> **WORK TO COMPLETE**
Reproduce the Thanksgiving passage word for word, everything from "Turkey with all" down to "for each other.".

> **DOCUMENT EXCERPT**
________________________________________
Turkey with all the fixins’, the traditional accompanying side dishes of sweet potatoes, cranberry and pies. Mmmm. It’s that time of year again — that tradtional America feast of gratitude: Thanksgiving.

This is an all American time of celebration and appreciation. And of all days, this one has no price tag attached to it, no superficial gifts, agendas or expectations — other than the name of the day itself: to give thanks.

In today’s age of travel and technology, for many of us, our nuclear family is scattered in different corners of the world. Often, Thanksgiving is a time of three generations of family and friends gathered, connecting round a table, grateful for the bounty and abundance of life; for each other.

Every family has its traditions and every family has its stories. And memories. Whether it be of a particular grandparents’ touching gesture recalled, or the laughter at the memory of a Thanksgiving recipe tried and flopped, not to mention the tenderness of past Thanksgivings shared, a particularly memorable one recalled, or a child’s craft displayed — this is the stuff of most Thanksgivings.

Many families’ ancestors came to the shores of this country destitute, fleeing a cruel fate or simply embracing the hope of a better life. At this time we think of them and the opportunities that America, with G-d’s help, held out to us. Thanksgiving is a reminder of that.
________________________________________
> **RECORDS SUPPLIED**

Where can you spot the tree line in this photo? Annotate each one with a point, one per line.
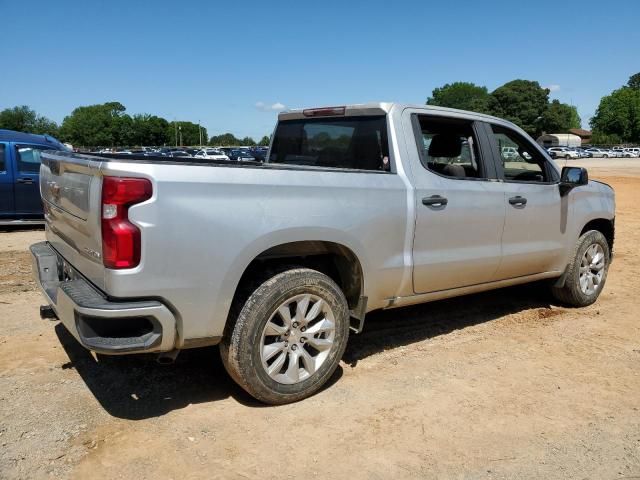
(108, 125)
(523, 102)
(526, 103)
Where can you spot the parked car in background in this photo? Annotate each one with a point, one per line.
(600, 152)
(627, 153)
(259, 153)
(634, 151)
(563, 152)
(211, 154)
(583, 152)
(179, 153)
(237, 154)
(276, 262)
(19, 174)
(509, 153)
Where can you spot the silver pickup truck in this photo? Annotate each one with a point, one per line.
(356, 208)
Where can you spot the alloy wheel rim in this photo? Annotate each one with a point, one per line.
(297, 338)
(592, 269)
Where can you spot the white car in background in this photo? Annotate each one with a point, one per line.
(563, 152)
(211, 154)
(600, 152)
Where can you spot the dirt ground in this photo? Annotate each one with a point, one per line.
(504, 384)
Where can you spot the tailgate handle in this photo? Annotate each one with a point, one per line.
(518, 201)
(434, 201)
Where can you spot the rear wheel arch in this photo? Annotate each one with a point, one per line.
(333, 259)
(604, 226)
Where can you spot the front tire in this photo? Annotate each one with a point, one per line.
(288, 337)
(586, 274)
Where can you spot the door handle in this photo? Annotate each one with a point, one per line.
(434, 201)
(518, 201)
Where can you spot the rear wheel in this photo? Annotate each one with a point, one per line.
(289, 336)
(586, 274)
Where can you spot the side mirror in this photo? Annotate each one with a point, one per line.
(572, 177)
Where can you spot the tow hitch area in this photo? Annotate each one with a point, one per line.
(48, 313)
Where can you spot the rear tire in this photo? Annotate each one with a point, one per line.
(586, 274)
(288, 337)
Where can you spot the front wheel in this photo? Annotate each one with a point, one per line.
(289, 336)
(586, 274)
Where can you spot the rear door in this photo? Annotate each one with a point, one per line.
(460, 205)
(6, 181)
(536, 215)
(26, 174)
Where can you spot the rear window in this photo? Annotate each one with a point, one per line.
(358, 143)
(29, 158)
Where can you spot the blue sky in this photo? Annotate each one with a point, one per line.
(232, 65)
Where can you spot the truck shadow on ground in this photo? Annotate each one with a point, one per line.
(135, 387)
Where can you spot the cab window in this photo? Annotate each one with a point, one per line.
(449, 147)
(3, 166)
(29, 158)
(521, 162)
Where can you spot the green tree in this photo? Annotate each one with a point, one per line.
(634, 81)
(24, 119)
(559, 118)
(188, 131)
(522, 102)
(224, 140)
(462, 95)
(619, 114)
(599, 138)
(150, 130)
(265, 141)
(97, 125)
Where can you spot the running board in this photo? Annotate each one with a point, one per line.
(20, 223)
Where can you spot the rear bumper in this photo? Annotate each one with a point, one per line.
(99, 324)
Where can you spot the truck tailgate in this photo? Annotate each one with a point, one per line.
(70, 186)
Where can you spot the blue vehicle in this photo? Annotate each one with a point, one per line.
(19, 174)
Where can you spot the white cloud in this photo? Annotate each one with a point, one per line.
(275, 107)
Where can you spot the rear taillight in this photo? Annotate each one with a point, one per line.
(120, 237)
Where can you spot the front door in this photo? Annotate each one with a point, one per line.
(536, 219)
(6, 182)
(460, 206)
(26, 175)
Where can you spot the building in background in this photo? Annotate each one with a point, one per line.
(585, 135)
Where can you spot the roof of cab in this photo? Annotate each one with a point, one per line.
(22, 137)
(383, 108)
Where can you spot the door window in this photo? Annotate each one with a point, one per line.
(29, 158)
(449, 147)
(521, 162)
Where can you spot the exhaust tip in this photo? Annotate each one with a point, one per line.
(48, 313)
(167, 358)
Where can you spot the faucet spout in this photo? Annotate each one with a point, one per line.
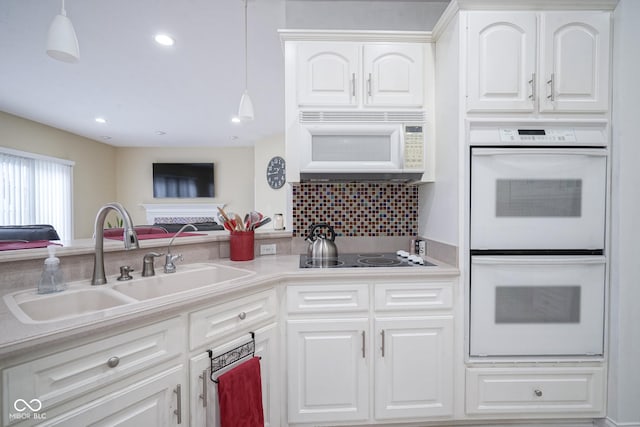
(169, 266)
(130, 238)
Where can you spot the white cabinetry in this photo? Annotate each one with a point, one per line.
(221, 328)
(350, 74)
(337, 367)
(555, 61)
(204, 409)
(133, 376)
(536, 390)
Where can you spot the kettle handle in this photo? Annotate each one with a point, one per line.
(321, 225)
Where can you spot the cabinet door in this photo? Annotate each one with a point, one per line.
(204, 392)
(393, 74)
(574, 61)
(413, 365)
(328, 74)
(501, 61)
(159, 400)
(328, 378)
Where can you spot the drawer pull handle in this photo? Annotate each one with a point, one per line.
(178, 410)
(113, 361)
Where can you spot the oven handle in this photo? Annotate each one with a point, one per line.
(482, 151)
(537, 260)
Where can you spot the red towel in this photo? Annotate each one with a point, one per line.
(240, 396)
________________________________________
> **OUTPUT**
Turkey with all the fixins’, the traditional accompanying side dishes of sweet potatoes, cranberry and pies. Mmmm. It’s that time of year again — that tradtional America feast of gratitude: Thanksgiving.

This is an all American time of celebration and appreciation. And of all days, this one has no price tag attached to it, no superficial gifts, agendas or expectations — other than the name of the day itself: to give thanks.

In today’s age of travel and technology, for many of us, our nuclear family is scattered in different corners of the world. Often, Thanksgiving is a time of three generations of family and friends gathered, connecting round a table, grateful for the bounty and abundance of life; for each other.